Materials provided

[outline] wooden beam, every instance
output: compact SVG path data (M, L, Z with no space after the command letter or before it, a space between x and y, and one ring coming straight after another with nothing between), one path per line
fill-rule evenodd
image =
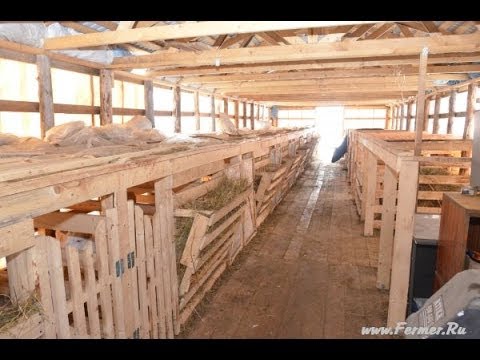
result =
M477 84L468 85L467 93L467 115L465 116L465 127L463 128L463 138L472 138L472 121L475 114L475 100L476 100Z
M37 55L37 72L40 134L44 138L45 133L55 126L52 74L50 59L46 55Z
M112 123L112 88L113 73L111 70L100 70L100 125Z
M152 123L152 127L155 127L155 105L153 100L153 82L146 80L143 84L144 96L145 96L145 116Z
M455 100L457 92L452 90L450 92L450 98L448 99L448 122L447 122L447 134L452 133L453 118L455 117Z
M195 113L195 130L200 131L200 95L198 91L193 94L193 111Z
M432 128L432 134L438 134L438 129L440 127L440 100L442 98L437 95L435 97L435 110L434 110L434 113L433 113L433 128Z
M129 30L134 31L134 30ZM87 34L96 35L96 34ZM83 36L87 36L83 35ZM62 38L64 39L64 38ZM474 52L480 46L480 32L468 35L439 35L434 38L399 38L364 40L342 43L319 43L289 46L263 46L254 50L225 49L201 53L158 53L114 60L110 68L140 68L154 66L201 66L220 62L221 65L239 63L264 63L320 59L347 59L372 56L413 55L428 47L432 54Z
M175 132L182 131L182 96L180 86L173 89L173 114L175 117Z
M417 107L415 111L415 124L417 128L415 134L415 156L420 156L422 152L422 131L425 111L425 78L427 76L428 53L429 48L425 47L420 54L420 76L418 77Z
M45 40L44 48L59 50L138 41L184 39L223 34L257 33L262 31L328 27L371 22L372 21L202 21L50 38Z
M215 132L216 115L215 115L215 97L213 95L210 97L210 113L212 116L212 131Z

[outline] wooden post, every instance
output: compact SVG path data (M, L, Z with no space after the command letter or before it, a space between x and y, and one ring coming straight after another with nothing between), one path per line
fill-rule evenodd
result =
M243 102L243 127L247 127L247 102Z
M363 184L365 191L365 223L363 227L364 236L373 236L373 220L375 209L375 192L377 190L377 157L369 150L365 150L366 162L366 183Z
M253 102L250 104L250 127L255 130L255 104Z
M398 182L388 326L395 326L399 321L405 320L417 187L418 161L403 160Z
M143 82L143 89L145 93L145 116L155 127L155 106L153 103L153 82L152 80L145 80Z
M467 114L465 115L465 127L463 128L463 138L472 138L472 121L475 113L475 101L476 101L476 89L477 84L468 85L467 93Z
M455 117L455 100L457 92L452 90L450 92L450 99L448 99L448 122L447 122L447 134L452 133L453 118Z
M200 94L198 91L193 94L193 111L195 113L195 130L200 131Z
M52 74L50 59L46 55L37 55L38 107L40 112L40 135L45 137L48 129L55 126L53 110Z
M433 128L432 128L432 134L438 134L438 129L440 127L439 124L439 119L440 119L440 101L441 97L440 95L437 95L435 97L435 110L433 112Z
M182 94L180 86L173 88L173 116L175 116L175 132L182 131Z
M405 128L405 104L400 104L400 129L399 130L406 130Z
M235 105L235 127L238 129L240 127L240 117L239 117L239 103L238 103L238 100L235 100L234 102L234 105Z
M211 113L211 116L212 116L212 131L215 131L216 130L216 126L215 126L215 96L212 95L211 97L211 102L210 102L210 113Z
M393 234L395 230L395 204L397 202L397 175L385 165L383 175L382 226L378 249L377 288L390 288Z
M418 75L418 95L417 110L415 114L416 134L414 155L420 156L422 153L422 132L424 129L424 113L425 113L425 79L427 77L428 48L424 47L420 54L420 65ZM428 109L427 109L428 114Z
M100 69L100 125L112 123L113 72Z
M411 131L412 128L412 107L413 102L409 101L407 104L407 131Z
M392 128L392 106L389 106L385 115L385 129Z

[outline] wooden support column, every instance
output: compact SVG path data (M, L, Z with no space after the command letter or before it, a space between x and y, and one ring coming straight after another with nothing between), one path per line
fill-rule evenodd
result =
M250 128L255 130L255 104L250 104Z
M100 125L112 123L113 72L100 69Z
M365 223L363 227L364 236L373 236L373 220L375 209L375 192L377 190L377 157L369 150L366 152L365 166L368 169L366 171L366 183L363 183L363 189L365 191Z
M433 128L432 128L432 134L438 134L438 129L440 127L440 100L442 98L440 95L437 95L435 97L435 110L433 112Z
M385 116L385 129L392 128L392 107L389 106Z
M173 116L175 116L175 132L182 131L182 96L180 86L173 88Z
M383 175L382 225L378 249L377 288L390 288L393 236L397 203L397 174L385 165Z
M400 104L400 129L399 130L406 130L405 126L405 104Z
M200 94L198 91L193 94L193 111L195 113L195 130L200 131Z
M152 80L145 80L143 83L145 93L145 116L155 127L155 106L153 103L153 82Z
M407 131L412 131L412 108L413 108L413 102L409 101L407 103Z
M450 92L450 98L448 99L448 122L447 122L447 134L452 133L453 118L455 117L455 100L457 92L452 90Z
M235 107L234 107L235 127L238 129L238 128L240 128L240 117L239 117L240 108L239 108L238 100L235 100L234 105L235 105Z
M216 118L215 118L215 96L210 98L210 114L212 116L212 131L216 131Z
M243 127L247 127L247 102L243 102Z
M399 321L405 320L417 187L418 161L403 160L398 184L388 326L395 326Z
M424 47L420 54L420 69L418 75L418 95L417 110L415 114L416 134L414 155L420 156L422 152L422 132L424 129L424 113L425 113L425 79L427 77L428 48ZM428 114L428 108L427 108ZM415 186L416 189L416 186Z
M53 111L52 74L50 59L46 55L37 55L38 72L38 107L40 112L40 135L55 126L55 115Z

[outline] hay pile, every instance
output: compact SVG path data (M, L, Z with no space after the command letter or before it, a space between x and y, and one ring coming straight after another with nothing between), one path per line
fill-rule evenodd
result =
M42 307L35 293L22 303L12 304L7 295L1 295L7 298L7 302L0 306L0 333L12 328L20 320L26 320L30 316L41 312Z

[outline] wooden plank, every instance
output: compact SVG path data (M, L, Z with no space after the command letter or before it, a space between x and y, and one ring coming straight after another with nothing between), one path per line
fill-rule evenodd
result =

The exercise
Reproduce every item above word for word, but leave out the pictures.

Solution for this problem
[outline] wooden beam, every instance
output: compact SVG path data (M, L, Z with no space after the command letter or before it, a space between x and y, and one ring coming straight after another with nothing between), one path per line
fill-rule evenodd
image =
result =
M477 84L468 85L467 93L467 115L465 116L465 127L463 128L463 138L472 138L472 121L475 114L475 100L476 100Z
M37 55L37 72L40 134L44 138L45 133L55 126L52 74L50 59L46 55Z
M112 123L112 88L113 73L111 70L100 70L100 125Z
M152 123L152 127L155 127L155 105L153 100L153 82L146 80L143 84L144 96L145 96L145 116Z
M455 100L457 92L452 90L450 92L450 98L448 99L448 122L447 122L447 134L452 133L453 118L455 117Z
M195 113L195 130L200 131L200 95L198 91L193 94L193 111Z
M432 128L432 134L438 134L438 129L440 127L440 100L442 98L437 95L435 97L435 110L434 110L434 113L433 113L433 128Z
M129 30L134 31L134 30ZM87 34L96 35L96 34ZM83 36L87 36L83 35ZM62 38L64 39L64 38ZM474 52L480 46L480 32L468 35L439 35L434 38L399 38L364 40L342 43L319 43L289 46L263 46L254 50L225 49L201 53L158 53L114 60L110 68L140 68L154 66L201 66L220 62L221 65L239 63L264 63L320 59L347 59L372 56L413 55L428 47L432 54Z
M175 132L182 131L182 96L180 86L173 89L173 114L175 117Z
M417 107L415 111L415 124L417 128L415 134L415 156L420 156L422 152L422 131L425 111L425 78L427 76L428 53L429 48L425 47L420 54L420 76L418 77Z
M45 40L44 48L59 50L138 41L184 39L223 34L257 33L262 31L328 27L371 22L372 21L202 21L50 38Z
M215 132L216 115L215 115L215 97L213 95L210 97L210 113L212 116L212 131Z

[outline] wooden post, every instance
output: compact SVG path data (M, L, Z with no space after the command letter or before it, a space between x and y, and one ring coming straight after another with nothing between), one path per line
fill-rule evenodd
result =
M243 102L243 127L247 127L247 102Z
M363 184L365 191L365 223L363 227L364 236L373 236L373 220L375 209L375 192L377 190L377 157L369 150L365 150L366 162L366 183Z
M253 102L250 104L250 127L255 130L255 104Z
M398 182L388 326L395 326L399 321L405 320L417 187L418 161L403 160Z
M143 82L143 89L145 93L145 116L155 127L155 106L153 103L153 82L152 80L145 80Z
M467 114L465 115L465 127L463 128L463 138L472 138L472 121L475 113L475 101L476 101L476 89L477 84L468 85L467 93Z
M455 117L455 100L457 92L452 90L450 92L450 99L448 99L448 122L447 122L447 134L452 133L453 118Z
M200 94L198 91L193 94L193 111L195 113L195 130L200 131Z
M52 74L50 59L46 55L37 55L38 107L40 112L40 135L45 137L48 129L55 126L53 110Z
M433 128L432 128L432 134L438 134L438 129L440 127L439 124L439 119L440 119L440 101L441 97L440 95L437 95L435 97L435 110L433 112Z
M182 94L180 86L173 88L173 116L175 116L175 132L182 131Z
M405 128L405 104L400 104L400 129L399 130L406 130Z
M235 105L235 127L238 129L240 127L240 117L239 117L239 103L238 103L238 100L235 100L234 102L234 105Z
M211 113L211 116L212 116L212 131L215 131L216 130L216 126L215 126L215 96L212 95L211 97L211 102L210 102L210 113Z
M393 234L395 230L395 204L397 202L397 175L385 165L383 175L382 226L378 249L377 288L390 288Z
M418 75L418 95L417 110L415 114L416 134L414 155L420 156L422 153L422 132L424 129L424 113L425 113L425 79L427 77L428 48L424 47L420 54L420 65ZM428 109L427 109L428 114Z
M100 69L100 125L112 123L113 72Z
M411 131L412 128L412 107L413 102L409 101L407 104L407 131Z
M392 128L392 106L389 106L385 115L385 129Z

[outline] wooden support column, every instance
output: compact SVG path data (M, L, Z with no space after the command letter or before it, a space between x and y, and one ring coming straight after another with nothing between), one path per line
fill-rule evenodd
result =
M250 128L255 130L255 104L250 104Z
M100 125L112 123L113 72L100 69Z
M365 223L363 227L364 236L373 236L373 220L375 209L375 192L377 190L377 157L369 150L366 152L365 166L368 169L366 171L366 183L363 183L363 189L365 191Z
M433 128L432 128L432 134L438 134L438 129L440 127L440 100L442 98L440 95L437 95L435 97L435 110L433 112Z
M385 116L385 129L392 128L392 107L389 106Z
M173 116L175 116L175 132L182 131L182 96L180 86L173 88Z
M383 175L382 225L378 249L377 288L390 288L393 236L397 203L397 174L385 165Z
M400 104L400 129L399 130L406 130L405 126L405 104Z
M200 94L198 91L193 94L193 111L195 113L195 130L200 131Z
M152 80L145 80L143 83L145 93L145 116L155 127L155 106L153 103L153 82Z
M407 131L412 131L412 108L413 108L413 102L409 101L407 103Z
M450 92L450 98L448 99L448 122L447 122L447 134L452 133L453 118L455 117L455 100L457 92L452 90Z
M235 107L234 107L235 127L238 129L238 128L240 128L240 117L239 117L240 108L239 108L238 100L235 100L234 105L235 105Z
M216 118L215 118L215 96L210 98L210 114L212 116L212 131L216 131Z
M243 127L247 127L247 102L243 102Z
M399 321L405 320L417 187L418 161L403 160L398 184L388 326L395 326Z
M424 47L420 54L420 69L418 75L418 95L417 110L415 114L416 134L414 155L420 156L422 152L422 132L424 129L424 113L425 113L425 79L427 77L428 48ZM428 114L428 108L427 108ZM415 186L416 189L416 186Z
M53 111L52 74L50 59L46 55L37 55L38 72L38 107L40 112L40 135L55 126L55 115Z

[outline] hay pile, every instance
output: compact SVG path data (M, L, Z with no space after the command letter or before it, a space between x and y, and one ring coming straight after another with nothing between), one path per line
fill-rule evenodd
result =
M42 307L35 293L22 303L12 304L7 295L1 295L7 298L7 302L0 306L0 333L12 328L20 320L26 320L30 316L41 312Z

[outline] wooden plank, every instance
output: compact SVG path data (M, L, Z with no space after the command letter or before it, a space between x and y, and one ring coming straight after another with nothing between), one path per line
fill-rule evenodd
result =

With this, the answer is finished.